Task directions: In the data that follows, each entry is to be restated exactly.

Supplied entries:
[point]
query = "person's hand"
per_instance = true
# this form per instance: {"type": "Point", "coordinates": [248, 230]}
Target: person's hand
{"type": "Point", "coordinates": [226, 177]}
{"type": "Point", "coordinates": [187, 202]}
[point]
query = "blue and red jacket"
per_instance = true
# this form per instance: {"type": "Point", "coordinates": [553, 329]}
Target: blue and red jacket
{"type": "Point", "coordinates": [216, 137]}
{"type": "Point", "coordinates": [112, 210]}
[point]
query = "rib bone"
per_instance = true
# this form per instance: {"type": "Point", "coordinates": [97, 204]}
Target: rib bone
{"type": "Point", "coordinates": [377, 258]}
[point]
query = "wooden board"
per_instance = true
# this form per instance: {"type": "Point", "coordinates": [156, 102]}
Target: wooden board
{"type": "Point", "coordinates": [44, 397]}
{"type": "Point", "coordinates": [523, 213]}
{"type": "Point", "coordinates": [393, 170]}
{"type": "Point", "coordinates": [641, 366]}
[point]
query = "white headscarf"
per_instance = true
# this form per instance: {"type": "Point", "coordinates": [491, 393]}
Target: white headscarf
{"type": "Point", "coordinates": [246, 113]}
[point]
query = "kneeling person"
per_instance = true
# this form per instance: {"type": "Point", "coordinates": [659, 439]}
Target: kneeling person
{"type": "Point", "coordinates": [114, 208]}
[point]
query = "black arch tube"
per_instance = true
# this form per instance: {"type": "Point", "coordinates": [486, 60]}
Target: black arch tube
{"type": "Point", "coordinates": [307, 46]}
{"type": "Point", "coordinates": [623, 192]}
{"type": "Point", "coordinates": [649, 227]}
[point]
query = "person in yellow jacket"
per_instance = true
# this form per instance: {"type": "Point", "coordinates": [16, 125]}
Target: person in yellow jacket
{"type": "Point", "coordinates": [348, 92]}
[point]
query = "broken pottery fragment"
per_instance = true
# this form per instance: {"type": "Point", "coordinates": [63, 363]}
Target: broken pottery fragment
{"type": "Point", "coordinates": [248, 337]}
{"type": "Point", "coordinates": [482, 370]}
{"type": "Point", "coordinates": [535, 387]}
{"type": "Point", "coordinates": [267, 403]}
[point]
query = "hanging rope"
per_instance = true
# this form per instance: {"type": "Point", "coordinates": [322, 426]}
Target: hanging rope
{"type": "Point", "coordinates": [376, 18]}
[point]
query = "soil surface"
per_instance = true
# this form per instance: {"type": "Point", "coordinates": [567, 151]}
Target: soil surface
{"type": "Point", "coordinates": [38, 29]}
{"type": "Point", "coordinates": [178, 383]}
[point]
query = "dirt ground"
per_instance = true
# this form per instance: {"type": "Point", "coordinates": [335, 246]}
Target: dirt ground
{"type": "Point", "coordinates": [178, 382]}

Finished exercise:
[point]
query = "person's hand"
per_instance = true
# this form per instance: {"type": "Point", "coordinates": [248, 230]}
Target: person's hand
{"type": "Point", "coordinates": [226, 177]}
{"type": "Point", "coordinates": [187, 202]}
[point]
query = "blue and red jacket"
per_instance = true
# this form per instance: {"type": "Point", "coordinates": [553, 329]}
Target: blue and red jacket
{"type": "Point", "coordinates": [216, 137]}
{"type": "Point", "coordinates": [112, 210]}
[point]
query = "rib bone"
per_instance = true
# this form per instance: {"type": "Point", "coordinates": [97, 204]}
Target: rib bone
{"type": "Point", "coordinates": [377, 258]}
[point]
query = "wooden board"
per_instance = true
# this form per instance: {"type": "Point", "coordinates": [156, 102]}
Target: wooden board
{"type": "Point", "coordinates": [44, 397]}
{"type": "Point", "coordinates": [523, 213]}
{"type": "Point", "coordinates": [393, 170]}
{"type": "Point", "coordinates": [641, 366]}
[point]
query = "white headscarf"
per_instance = true
# this form per instance: {"type": "Point", "coordinates": [491, 393]}
Target: white headscarf
{"type": "Point", "coordinates": [246, 113]}
[point]
query = "kneeling person"
per_instance = true
# this form per instance: {"type": "Point", "coordinates": [659, 439]}
Target: kneeling person
{"type": "Point", "coordinates": [114, 208]}
[point]
query = "black arch tube"
per_instance = true
# this form per instance: {"type": "Point", "coordinates": [486, 60]}
Target: black arch tube
{"type": "Point", "coordinates": [307, 46]}
{"type": "Point", "coordinates": [623, 192]}
{"type": "Point", "coordinates": [649, 227]}
[point]
query = "person in yellow jacket"
per_instance = true
# this form per instance: {"type": "Point", "coordinates": [16, 125]}
Target: person in yellow jacket
{"type": "Point", "coordinates": [348, 92]}
[point]
query = "broken pottery fragment"
per_instance = true
# this form per instance: {"type": "Point", "coordinates": [63, 363]}
Target: broken pottery fragment
{"type": "Point", "coordinates": [248, 337]}
{"type": "Point", "coordinates": [482, 370]}
{"type": "Point", "coordinates": [535, 387]}
{"type": "Point", "coordinates": [267, 403]}
[point]
query = "hanging rope"
per_instance = true
# this form per instance: {"type": "Point", "coordinates": [322, 426]}
Target: hanging rope
{"type": "Point", "coordinates": [376, 18]}
[point]
query = "soil surface"
per_instance = true
# this form per instance: {"type": "Point", "coordinates": [567, 151]}
Target: soil surface
{"type": "Point", "coordinates": [38, 29]}
{"type": "Point", "coordinates": [178, 383]}
[point]
query = "dirt ground"
per_instance = true
# this form per instance: {"type": "Point", "coordinates": [335, 246]}
Target: dirt ground
{"type": "Point", "coordinates": [178, 382]}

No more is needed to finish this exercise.